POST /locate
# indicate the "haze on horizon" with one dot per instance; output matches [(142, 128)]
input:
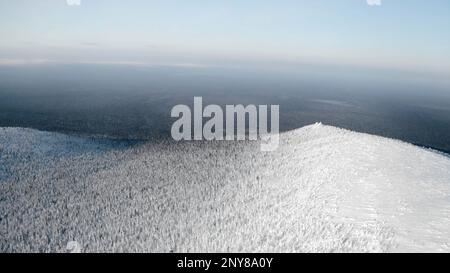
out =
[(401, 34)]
------------
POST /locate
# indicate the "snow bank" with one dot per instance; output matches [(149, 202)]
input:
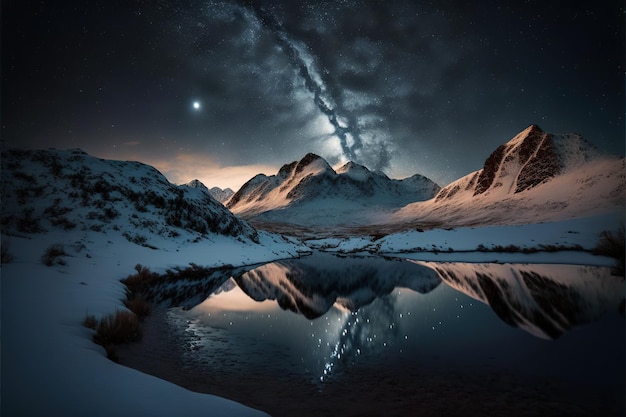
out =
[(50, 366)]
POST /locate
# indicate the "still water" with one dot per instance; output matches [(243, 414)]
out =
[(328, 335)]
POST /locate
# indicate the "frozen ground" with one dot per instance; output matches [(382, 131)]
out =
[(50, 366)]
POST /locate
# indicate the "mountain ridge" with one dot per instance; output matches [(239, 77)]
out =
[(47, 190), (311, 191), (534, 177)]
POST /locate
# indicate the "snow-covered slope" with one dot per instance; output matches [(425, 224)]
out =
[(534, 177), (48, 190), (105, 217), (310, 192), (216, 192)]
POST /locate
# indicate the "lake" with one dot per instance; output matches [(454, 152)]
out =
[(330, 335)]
------------
Work required: Tally the lines of the records that contain the word "with", then give only the tally.

Solution for this exercise: 7